Millerandage / Shot Berries — Uneven Berry Development

Millerandage (also known as shot berries, hen and chicken, or pumpkins and peas) is a viticultural hazard in which grape bunches contain berries that differ greatly in size and, most importantly, maturity. The small berries are the result of poor fertilization during flowering: without fully developed seeds, the affected berries remain tiny and potentially immature alongside otherwise normal fruit on the same cluster. The term is distinct from coulure, which refers to flowers failing to set fruit entirely. In millerandage, flowers are pollinated but the resulting berries develop without seeds and remain small. Both conditions share environmental triggers and often appear together in difficult vintages, but they are physiologically separate phenomena.

• **GOAL OF THE EXERCISE**: Reproduce the entire passage on millerandage word for word, from its title to its final sentence.

[Items stored from a collection]

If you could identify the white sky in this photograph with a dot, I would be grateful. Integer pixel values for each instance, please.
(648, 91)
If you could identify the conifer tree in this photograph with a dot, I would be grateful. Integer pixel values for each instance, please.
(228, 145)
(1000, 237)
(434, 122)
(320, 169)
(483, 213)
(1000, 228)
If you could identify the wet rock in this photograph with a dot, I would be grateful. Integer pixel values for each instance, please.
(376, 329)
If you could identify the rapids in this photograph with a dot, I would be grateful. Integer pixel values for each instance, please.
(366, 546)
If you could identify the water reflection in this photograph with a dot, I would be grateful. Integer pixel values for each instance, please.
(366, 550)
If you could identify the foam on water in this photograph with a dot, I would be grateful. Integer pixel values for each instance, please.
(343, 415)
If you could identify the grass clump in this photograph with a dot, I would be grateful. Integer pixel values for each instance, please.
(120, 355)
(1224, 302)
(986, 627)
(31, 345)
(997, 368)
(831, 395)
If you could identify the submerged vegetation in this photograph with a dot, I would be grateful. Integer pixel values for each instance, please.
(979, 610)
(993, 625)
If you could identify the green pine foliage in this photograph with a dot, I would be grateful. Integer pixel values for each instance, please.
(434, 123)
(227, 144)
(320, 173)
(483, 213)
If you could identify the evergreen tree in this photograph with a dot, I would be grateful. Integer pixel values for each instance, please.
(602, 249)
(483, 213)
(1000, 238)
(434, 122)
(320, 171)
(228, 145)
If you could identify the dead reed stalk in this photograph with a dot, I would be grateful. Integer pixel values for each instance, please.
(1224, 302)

• **YOUR RESPONSE**:
Millerandage / Shot Berries — Uneven Berry Development

Millerandage (also known as shot berries, hen and chicken, or pumpkins and peas) is a viticultural hazard in which grape bunches contain berries that differ greatly in size and, most importantly, maturity. The small berries are the result of poor fertilization during flowering: without fully developed seeds, the affected berries remain tiny and potentially immature alongside otherwise normal fruit on the same cluster. The term is distinct from coulure, which refers to flowers failing to set fruit entirely. In millerandage, flowers are pollinated but the resulting berries develop without seeds and remain small. Both conditions share environmental triggers and often appear together in difficult vintages, but they are physiologically separate phenomena.